*Problem*.
Your task is to restate exactly the lines from the one holding "positive clicks: (339, 83)" to the end of the entries below, inclusive.

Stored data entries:
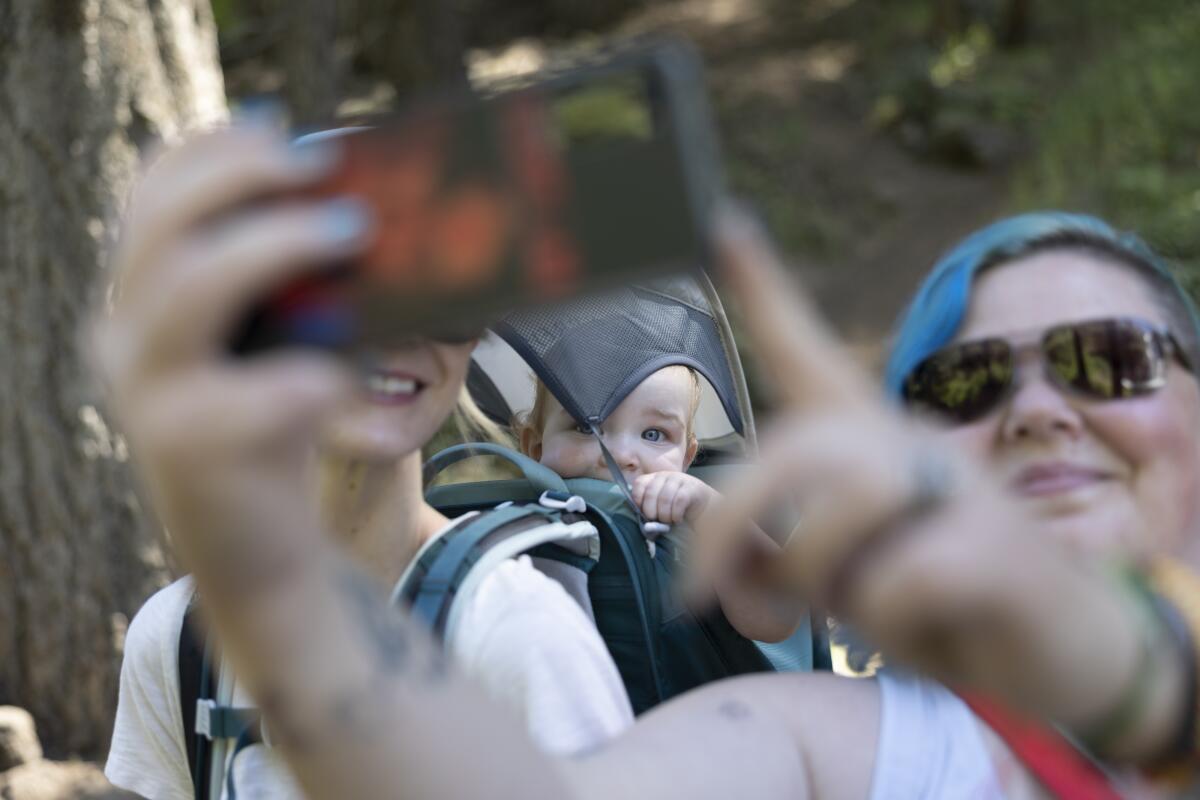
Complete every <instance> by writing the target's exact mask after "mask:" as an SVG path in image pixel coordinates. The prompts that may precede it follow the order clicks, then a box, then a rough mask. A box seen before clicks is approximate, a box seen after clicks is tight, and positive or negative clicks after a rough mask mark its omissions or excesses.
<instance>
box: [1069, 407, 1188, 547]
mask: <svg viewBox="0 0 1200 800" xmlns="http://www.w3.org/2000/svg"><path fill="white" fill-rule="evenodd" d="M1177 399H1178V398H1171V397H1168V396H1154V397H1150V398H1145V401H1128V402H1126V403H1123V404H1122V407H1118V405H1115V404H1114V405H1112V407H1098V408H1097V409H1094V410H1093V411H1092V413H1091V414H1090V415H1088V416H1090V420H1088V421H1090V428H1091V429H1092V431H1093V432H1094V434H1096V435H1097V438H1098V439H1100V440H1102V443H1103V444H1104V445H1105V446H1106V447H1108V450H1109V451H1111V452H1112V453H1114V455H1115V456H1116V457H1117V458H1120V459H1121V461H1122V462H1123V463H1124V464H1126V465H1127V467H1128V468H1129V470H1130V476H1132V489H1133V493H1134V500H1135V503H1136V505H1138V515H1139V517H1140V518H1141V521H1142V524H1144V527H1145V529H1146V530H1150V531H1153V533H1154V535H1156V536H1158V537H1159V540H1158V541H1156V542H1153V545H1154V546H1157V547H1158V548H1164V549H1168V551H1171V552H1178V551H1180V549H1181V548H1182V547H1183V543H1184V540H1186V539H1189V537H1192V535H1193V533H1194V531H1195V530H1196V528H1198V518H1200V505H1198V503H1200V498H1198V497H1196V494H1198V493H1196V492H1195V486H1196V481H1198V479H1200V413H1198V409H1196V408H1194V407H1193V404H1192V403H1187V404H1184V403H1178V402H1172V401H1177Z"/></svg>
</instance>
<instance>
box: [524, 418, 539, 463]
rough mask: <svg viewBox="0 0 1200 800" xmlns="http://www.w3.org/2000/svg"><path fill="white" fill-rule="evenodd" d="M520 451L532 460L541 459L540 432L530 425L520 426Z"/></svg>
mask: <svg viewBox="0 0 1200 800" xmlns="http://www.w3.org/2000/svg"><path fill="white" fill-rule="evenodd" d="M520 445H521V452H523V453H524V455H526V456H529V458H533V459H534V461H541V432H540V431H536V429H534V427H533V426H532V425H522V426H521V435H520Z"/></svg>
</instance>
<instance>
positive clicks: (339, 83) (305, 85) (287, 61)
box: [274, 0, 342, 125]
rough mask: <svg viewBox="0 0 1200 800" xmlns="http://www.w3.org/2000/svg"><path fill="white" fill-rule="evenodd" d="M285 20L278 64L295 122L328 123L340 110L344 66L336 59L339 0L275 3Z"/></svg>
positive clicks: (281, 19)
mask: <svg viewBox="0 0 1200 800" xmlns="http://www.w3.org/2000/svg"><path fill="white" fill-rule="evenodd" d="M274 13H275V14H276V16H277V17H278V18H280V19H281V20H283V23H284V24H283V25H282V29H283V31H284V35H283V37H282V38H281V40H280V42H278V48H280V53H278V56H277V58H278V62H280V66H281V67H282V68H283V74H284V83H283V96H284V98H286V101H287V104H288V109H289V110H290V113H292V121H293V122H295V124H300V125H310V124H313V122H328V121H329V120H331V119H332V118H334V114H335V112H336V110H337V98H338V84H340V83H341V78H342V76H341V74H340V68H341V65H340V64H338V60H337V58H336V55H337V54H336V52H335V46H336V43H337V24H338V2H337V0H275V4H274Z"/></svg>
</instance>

*Written response*.
positive clicks: (339, 83) (305, 85) (287, 61)
box: [274, 0, 342, 125]
rough mask: <svg viewBox="0 0 1200 800" xmlns="http://www.w3.org/2000/svg"><path fill="white" fill-rule="evenodd" d="M285 20L278 64L295 122L328 123L340 110L344 66L336 59L339 0L275 3Z"/></svg>
positive clicks: (281, 19)
mask: <svg viewBox="0 0 1200 800" xmlns="http://www.w3.org/2000/svg"><path fill="white" fill-rule="evenodd" d="M274 13H275V14H276V16H277V17H278V18H280V19H281V20H283V23H284V24H283V25H282V29H283V31H284V35H283V37H282V38H281V40H280V42H278V48H280V53H278V56H277V58H278V62H280V66H281V67H282V68H283V74H284V83H283V96H284V98H286V101H287V104H288V109H289V110H290V113H292V121H293V122H295V124H300V125H310V124H313V122H328V121H329V120H331V119H332V118H334V114H335V112H336V110H337V98H338V84H340V83H341V78H342V76H341V74H340V68H341V65H340V64H338V60H337V58H336V55H337V54H336V52H335V46H336V43H337V24H338V2H337V0H275V4H274Z"/></svg>
</instance>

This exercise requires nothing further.